YOUR TASK: Turn every line of the records below into a numbered list, dropping any blank lines.

AVAILABLE RECORDS:
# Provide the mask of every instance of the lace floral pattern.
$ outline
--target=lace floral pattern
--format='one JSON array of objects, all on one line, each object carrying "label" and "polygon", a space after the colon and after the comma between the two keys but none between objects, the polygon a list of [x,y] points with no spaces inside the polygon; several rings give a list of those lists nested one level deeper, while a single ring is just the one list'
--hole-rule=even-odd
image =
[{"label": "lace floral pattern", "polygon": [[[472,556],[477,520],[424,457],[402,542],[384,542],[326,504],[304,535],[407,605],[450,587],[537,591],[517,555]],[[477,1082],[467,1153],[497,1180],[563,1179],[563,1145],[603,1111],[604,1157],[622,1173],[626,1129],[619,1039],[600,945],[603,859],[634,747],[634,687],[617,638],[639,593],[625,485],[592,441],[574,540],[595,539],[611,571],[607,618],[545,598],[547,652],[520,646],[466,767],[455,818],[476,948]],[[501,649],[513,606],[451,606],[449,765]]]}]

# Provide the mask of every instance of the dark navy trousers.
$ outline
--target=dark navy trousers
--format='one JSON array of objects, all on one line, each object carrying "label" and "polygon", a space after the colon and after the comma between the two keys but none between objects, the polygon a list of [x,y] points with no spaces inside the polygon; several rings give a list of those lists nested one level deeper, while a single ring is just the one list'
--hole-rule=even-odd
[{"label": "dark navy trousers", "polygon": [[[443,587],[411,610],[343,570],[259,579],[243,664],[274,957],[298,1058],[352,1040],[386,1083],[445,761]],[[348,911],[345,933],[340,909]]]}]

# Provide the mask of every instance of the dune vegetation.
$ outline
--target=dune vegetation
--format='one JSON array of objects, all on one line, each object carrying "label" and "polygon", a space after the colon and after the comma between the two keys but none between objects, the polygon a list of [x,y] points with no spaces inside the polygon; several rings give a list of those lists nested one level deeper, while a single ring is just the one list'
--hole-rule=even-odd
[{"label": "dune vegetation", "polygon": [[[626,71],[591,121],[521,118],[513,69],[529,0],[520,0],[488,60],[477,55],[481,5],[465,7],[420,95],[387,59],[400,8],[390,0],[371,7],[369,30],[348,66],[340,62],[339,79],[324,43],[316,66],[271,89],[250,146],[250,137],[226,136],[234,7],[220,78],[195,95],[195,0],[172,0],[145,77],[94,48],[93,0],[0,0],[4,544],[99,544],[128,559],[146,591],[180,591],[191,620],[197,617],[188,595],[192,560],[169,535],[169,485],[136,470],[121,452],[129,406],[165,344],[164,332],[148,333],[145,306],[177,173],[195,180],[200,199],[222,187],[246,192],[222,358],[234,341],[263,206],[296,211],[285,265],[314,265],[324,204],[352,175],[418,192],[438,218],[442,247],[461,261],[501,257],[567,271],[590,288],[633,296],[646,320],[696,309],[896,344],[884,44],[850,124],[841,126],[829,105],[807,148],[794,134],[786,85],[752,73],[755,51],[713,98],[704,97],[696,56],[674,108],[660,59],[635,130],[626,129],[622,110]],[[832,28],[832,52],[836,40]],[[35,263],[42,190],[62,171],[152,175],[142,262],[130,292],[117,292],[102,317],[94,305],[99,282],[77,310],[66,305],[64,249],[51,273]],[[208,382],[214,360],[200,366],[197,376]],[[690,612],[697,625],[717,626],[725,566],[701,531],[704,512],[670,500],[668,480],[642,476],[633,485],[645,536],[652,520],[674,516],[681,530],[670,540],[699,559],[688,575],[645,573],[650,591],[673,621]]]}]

ANSWER FOR THE TASK:
1. # Provide the mask of every instance of the lace floral pattern.
2. $ outline
3. --target=lace floral pattern
4. --format='one JSON array of objects, all on one line, each object carrying "label" and "polygon", a space after the colon and after the comma between the two keys but none between objects, the polygon a list of [x,y] points with no spaces inside the polygon; several rings give a list of those lists nested one level deeper, while a single ring is just the one list'
5. --hole-rule=even-odd
6. image =
7. [{"label": "lace floral pattern", "polygon": [[[472,556],[477,520],[424,457],[402,542],[384,542],[326,504],[304,535],[407,605],[450,587],[537,591],[517,555]],[[477,1082],[467,1153],[497,1180],[563,1179],[563,1145],[603,1111],[604,1157],[622,1173],[626,1129],[619,1039],[600,945],[603,859],[634,747],[634,687],[617,638],[639,593],[625,485],[592,441],[574,540],[595,539],[611,571],[607,618],[545,598],[547,652],[520,646],[466,767],[455,818],[476,948]],[[501,649],[513,606],[451,606],[449,765]]]}]
8. # Provide the mask of every instance of the dark navy trousers.
9. $ outline
10. --target=dark navy trousers
11. --format='one JSON array of objects, all on one line, each object carrying "label" and "polygon", a space after the colon and after the comma between the two keys but none between objects, the polygon a list of [x,y] points with no spaces inside the polygon; several rings give a list of those lists nested one level deeper, while a single ring is just the one list'
12. --hole-rule=even-odd
13. [{"label": "dark navy trousers", "polygon": [[[443,587],[411,610],[343,570],[259,579],[243,664],[274,957],[298,1058],[352,1040],[386,1083],[445,761]],[[348,911],[345,933],[340,909]]]}]
14. # Provide the mask of every instance of the dune vegetation.
15. $ outline
16. --target=dune vegetation
17. --format='one JSON array of objects, all on one line, each object carrying "label" and "polygon", a space after the colon and after the comma between the two keys but none between objects, the polygon a list of [x,y] points with no spaces inside the polygon; several rings give a list of those lists nested one level deeper, while a single ring is just the one list'
18. --hole-rule=even-odd
19. [{"label": "dune vegetation", "polygon": [[[626,71],[591,121],[521,118],[513,69],[529,0],[520,0],[488,60],[477,55],[481,5],[465,7],[420,95],[387,59],[400,8],[390,0],[371,7],[369,30],[348,66],[340,62],[339,79],[324,43],[316,66],[271,89],[250,146],[250,137],[226,136],[234,7],[220,78],[195,95],[195,0],[172,0],[145,77],[94,48],[93,0],[0,0],[4,544],[99,544],[128,559],[146,591],[180,591],[191,620],[197,617],[188,595],[192,560],[169,535],[169,485],[136,470],[121,452],[129,406],[165,344],[164,332],[148,333],[145,306],[177,173],[195,180],[200,199],[222,187],[246,192],[222,358],[234,341],[263,206],[296,211],[285,265],[314,265],[324,204],[352,175],[418,192],[438,218],[442,247],[461,261],[501,257],[567,271],[590,288],[633,296],[646,320],[696,309],[896,344],[884,44],[850,124],[841,126],[829,105],[807,148],[794,134],[786,85],[752,73],[755,51],[713,98],[704,97],[696,56],[674,108],[660,59],[635,130],[626,129],[622,110]],[[832,28],[832,52],[836,40]],[[35,263],[42,190],[62,171],[152,175],[142,262],[130,292],[117,292],[102,317],[94,305],[99,282],[77,310],[66,305],[64,249],[51,273]],[[208,382],[214,360],[200,366],[197,376]],[[690,612],[697,625],[717,626],[725,566],[701,531],[704,512],[670,500],[668,480],[642,476],[633,485],[645,536],[652,520],[674,516],[681,530],[670,540],[699,559],[688,575],[645,573],[650,591],[673,621]]]}]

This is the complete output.